■ PASSAGE
# # #

The problem with this is not everyone can just jump up and go for a run or start working out for 30 minutes, it may be late, you may be busy or there could be any number of reasons why this just isn’t possible.
However, even just shifting positions can be enough to help combat these feelings, if you are sitting down, jump up and go somewhere else in the house, start tidying up, play with your kids or pets, phone a family member or friend and walk around while you’re on the phone. That way you are moving and keeping your mind occupied on something else. Physically moving your body helps to shift what your mind is focused on.
Note: Although this post is focused on reactive responses to anxiety, I just wanted to highlight that exercise is one of the best preventative tools for managing anxiety as well. People who suffer from anxiety can massively benefit from 30 minutes of moderate activity a day.
2. Have a Self-Soothe box on hand
This is one of my absolutely favourite pieces of advice!
A Self-Soothe box is essentially a box you fill up with items designed to bring comfort and relaxion to you. I would recommend you have items relations to all 5 senses, as this has been shown to ground you in moments of panic. You may have heard of the 5 senses grounding technique, where you acknowledge things you can see, touch, smell, taste and hear around you.
So for example: Your items for senses could be:
- Taste: Chocolate bar, or herbal teabag
- See: A photo of a loved one or a happy memory
- Smell: A candle or some aromatherapy oils/balms
- Hear: A list of songs you find relaxing.
- Touch: A stress ball
Self-soothe boxes should be completely personal to you, everyone is different and everyone finds different things relaxing, you may even want to switch things out if you find they don’t help.
As mentioned before, a symptom of anxiety or panic is rapid breathing, during a panic or anxiety attack, people often over-breathe or hyperventilate – this can often to leas to more fear and worry, and therefore more anxiety! It’s been shown that by controlling your breath or mimicking a relaxed breathing pattern, you can calm your mind and body by relaxing your nervous system and reducing your heart rate.

# # #

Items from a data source
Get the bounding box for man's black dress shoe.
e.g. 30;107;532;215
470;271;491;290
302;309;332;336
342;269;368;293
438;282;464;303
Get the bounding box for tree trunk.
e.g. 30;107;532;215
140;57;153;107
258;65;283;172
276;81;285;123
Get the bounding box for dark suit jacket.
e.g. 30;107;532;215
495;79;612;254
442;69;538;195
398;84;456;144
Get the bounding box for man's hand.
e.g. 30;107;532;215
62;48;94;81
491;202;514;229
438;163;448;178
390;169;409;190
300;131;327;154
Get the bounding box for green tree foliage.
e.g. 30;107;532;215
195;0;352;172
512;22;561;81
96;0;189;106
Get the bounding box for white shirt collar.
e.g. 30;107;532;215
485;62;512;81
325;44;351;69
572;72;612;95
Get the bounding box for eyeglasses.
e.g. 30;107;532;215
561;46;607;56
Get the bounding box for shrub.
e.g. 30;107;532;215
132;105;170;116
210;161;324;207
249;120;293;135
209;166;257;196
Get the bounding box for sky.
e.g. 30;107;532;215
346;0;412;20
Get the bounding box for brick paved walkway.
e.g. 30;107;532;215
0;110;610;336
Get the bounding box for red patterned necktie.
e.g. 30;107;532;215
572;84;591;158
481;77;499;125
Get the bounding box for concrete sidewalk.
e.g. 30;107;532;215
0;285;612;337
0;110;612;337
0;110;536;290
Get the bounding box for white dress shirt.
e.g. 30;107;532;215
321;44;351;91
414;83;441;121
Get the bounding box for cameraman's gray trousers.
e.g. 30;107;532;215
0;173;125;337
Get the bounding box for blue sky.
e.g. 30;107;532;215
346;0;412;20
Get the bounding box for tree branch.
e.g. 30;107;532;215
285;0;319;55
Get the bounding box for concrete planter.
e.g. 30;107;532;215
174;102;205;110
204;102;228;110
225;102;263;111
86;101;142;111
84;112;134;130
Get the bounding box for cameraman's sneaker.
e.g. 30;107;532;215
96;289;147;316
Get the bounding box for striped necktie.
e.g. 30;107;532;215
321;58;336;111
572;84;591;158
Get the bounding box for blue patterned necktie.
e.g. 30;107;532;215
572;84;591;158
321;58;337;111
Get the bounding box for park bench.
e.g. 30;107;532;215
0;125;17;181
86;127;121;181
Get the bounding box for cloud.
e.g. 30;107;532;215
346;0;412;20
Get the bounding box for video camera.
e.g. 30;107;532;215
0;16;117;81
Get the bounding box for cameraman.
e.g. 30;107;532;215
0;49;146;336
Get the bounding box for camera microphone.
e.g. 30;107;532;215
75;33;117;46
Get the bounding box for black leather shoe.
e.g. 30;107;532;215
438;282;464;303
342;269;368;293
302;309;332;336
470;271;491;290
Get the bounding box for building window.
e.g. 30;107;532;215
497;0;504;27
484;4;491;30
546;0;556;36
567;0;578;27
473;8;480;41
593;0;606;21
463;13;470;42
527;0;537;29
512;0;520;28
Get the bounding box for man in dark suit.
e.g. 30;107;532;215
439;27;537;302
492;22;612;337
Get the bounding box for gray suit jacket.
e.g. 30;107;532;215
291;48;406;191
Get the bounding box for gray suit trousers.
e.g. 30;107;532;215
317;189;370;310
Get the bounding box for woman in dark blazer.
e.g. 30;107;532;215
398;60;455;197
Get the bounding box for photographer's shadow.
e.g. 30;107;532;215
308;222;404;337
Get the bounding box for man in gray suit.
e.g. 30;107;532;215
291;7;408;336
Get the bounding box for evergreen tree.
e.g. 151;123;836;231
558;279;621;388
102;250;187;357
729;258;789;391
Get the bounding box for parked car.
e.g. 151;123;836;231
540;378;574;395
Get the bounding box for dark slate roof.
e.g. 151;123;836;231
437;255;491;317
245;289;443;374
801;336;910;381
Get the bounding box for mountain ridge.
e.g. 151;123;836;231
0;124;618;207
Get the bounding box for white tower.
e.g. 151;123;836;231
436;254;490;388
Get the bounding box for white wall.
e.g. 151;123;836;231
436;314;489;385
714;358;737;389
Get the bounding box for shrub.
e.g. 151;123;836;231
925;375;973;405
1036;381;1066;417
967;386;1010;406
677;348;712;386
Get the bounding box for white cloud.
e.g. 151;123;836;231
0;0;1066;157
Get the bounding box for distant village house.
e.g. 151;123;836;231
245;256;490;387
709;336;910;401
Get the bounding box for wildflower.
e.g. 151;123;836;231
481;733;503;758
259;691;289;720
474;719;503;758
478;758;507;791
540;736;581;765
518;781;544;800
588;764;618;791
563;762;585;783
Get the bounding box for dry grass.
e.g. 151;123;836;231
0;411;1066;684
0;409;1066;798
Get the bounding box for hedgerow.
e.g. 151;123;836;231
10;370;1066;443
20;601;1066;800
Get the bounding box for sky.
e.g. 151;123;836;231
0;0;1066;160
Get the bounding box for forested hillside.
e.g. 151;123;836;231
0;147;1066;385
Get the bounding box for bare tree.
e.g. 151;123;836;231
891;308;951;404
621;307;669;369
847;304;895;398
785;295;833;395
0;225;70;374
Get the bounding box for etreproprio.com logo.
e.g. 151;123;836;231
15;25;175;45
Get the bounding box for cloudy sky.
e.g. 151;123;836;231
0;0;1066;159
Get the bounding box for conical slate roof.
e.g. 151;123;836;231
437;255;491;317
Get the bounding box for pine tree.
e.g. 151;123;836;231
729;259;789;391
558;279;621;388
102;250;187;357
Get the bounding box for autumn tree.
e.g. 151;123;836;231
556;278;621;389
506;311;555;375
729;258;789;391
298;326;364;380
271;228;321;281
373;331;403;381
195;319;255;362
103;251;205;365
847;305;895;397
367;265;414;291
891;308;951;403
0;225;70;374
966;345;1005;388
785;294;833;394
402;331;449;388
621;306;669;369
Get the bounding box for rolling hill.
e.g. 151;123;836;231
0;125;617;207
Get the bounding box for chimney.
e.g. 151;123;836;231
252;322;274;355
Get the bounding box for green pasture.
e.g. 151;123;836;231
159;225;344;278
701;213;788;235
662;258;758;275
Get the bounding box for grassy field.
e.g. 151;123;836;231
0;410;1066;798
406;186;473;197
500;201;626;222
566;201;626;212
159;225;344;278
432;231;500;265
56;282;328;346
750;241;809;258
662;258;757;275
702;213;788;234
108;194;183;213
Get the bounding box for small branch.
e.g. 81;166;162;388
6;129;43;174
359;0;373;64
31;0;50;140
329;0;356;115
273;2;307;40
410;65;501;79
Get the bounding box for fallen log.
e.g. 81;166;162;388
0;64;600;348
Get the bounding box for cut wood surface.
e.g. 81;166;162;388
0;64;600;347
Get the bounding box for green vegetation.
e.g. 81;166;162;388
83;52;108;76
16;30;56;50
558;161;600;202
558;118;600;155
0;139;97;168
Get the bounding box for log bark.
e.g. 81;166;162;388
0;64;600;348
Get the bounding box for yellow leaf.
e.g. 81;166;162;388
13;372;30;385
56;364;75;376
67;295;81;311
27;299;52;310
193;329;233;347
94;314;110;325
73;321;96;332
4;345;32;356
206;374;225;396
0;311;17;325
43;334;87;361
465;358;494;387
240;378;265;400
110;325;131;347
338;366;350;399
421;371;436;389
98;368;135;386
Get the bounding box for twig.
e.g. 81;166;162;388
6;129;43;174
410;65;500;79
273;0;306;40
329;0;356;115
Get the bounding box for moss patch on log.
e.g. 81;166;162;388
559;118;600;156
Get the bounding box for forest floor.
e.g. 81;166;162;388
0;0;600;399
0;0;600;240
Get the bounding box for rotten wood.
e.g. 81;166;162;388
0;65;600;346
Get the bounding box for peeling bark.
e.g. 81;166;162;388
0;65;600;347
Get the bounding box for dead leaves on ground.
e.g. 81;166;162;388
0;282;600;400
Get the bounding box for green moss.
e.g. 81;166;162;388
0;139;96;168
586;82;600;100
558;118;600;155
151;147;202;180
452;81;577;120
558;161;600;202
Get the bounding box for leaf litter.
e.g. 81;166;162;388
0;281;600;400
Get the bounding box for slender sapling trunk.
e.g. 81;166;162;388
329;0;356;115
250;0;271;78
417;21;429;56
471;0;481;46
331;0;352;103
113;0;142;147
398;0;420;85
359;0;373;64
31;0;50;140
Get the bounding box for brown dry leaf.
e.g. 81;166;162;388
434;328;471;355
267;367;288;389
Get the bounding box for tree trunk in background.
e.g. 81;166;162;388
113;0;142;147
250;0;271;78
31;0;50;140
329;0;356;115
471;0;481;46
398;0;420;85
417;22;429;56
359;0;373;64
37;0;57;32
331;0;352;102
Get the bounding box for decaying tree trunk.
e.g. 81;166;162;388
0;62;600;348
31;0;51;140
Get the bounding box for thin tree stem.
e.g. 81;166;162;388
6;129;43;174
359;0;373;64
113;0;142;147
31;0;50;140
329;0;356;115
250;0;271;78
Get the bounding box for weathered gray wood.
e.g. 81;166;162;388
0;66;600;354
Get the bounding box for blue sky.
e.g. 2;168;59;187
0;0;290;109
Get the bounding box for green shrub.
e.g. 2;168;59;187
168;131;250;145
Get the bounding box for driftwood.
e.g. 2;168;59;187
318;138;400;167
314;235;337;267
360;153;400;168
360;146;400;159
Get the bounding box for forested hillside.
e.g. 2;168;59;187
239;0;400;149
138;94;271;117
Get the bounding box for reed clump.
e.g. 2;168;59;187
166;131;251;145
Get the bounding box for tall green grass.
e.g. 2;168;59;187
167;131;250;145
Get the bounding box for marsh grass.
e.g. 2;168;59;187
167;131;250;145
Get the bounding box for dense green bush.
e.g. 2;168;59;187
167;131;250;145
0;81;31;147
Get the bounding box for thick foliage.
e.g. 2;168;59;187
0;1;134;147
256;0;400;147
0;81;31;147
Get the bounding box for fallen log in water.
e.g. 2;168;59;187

# # #

■ WORK REQUEST 1
List the five senses named in the passage on anxiety as part of the grounding technique.
■ WORK REQUEST 2
According to the passage on anxiety, how much moderate activity a day can greatly benefit people who suffer from anxiety?

■ TASK SOLUTION 1
See, touch, smell, taste and hear.

■ TASK SOLUTION 2
30 minutes.